About this task:
Look below for the line with "Phrase: black wing feather". Extract that line and each one after it through the last, word for word.

Records shown:
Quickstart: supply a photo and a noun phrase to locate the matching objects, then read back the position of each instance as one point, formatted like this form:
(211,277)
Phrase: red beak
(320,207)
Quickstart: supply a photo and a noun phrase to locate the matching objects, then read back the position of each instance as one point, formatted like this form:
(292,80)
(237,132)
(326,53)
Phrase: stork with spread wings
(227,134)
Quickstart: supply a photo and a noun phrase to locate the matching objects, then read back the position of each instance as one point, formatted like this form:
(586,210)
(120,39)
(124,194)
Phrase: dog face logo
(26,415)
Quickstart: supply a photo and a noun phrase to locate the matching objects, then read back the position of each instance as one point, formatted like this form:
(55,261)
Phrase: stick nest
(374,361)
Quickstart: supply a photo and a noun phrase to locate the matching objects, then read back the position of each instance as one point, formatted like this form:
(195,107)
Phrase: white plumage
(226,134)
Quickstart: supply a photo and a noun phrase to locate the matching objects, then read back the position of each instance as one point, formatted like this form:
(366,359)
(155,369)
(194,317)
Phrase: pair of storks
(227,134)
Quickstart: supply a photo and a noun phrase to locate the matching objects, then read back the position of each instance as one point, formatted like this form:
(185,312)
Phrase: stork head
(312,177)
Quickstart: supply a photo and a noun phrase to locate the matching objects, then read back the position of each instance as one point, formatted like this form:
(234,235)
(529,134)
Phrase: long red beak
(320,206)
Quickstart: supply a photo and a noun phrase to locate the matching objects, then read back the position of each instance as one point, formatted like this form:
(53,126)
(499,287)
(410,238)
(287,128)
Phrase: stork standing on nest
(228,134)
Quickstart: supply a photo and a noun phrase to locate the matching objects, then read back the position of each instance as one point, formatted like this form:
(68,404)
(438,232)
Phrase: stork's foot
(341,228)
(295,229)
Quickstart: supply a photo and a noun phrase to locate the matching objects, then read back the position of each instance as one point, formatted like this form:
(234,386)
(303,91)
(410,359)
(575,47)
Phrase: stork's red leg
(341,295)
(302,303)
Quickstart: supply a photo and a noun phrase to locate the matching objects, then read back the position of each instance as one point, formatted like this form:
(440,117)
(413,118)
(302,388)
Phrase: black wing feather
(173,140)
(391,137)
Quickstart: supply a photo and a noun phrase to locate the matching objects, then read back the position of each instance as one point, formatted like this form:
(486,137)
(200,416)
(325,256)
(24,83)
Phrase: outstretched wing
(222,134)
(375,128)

Answer to the problem:
Phrase: black wing feather
(173,140)
(391,137)
Quickstart: supply a photo and a noun phrase to locate the matching objects, then read back the position of each instance as one point, formatted like this form:
(486,137)
(200,416)
(325,256)
(24,83)
Phrase: outstretched wing
(222,134)
(375,128)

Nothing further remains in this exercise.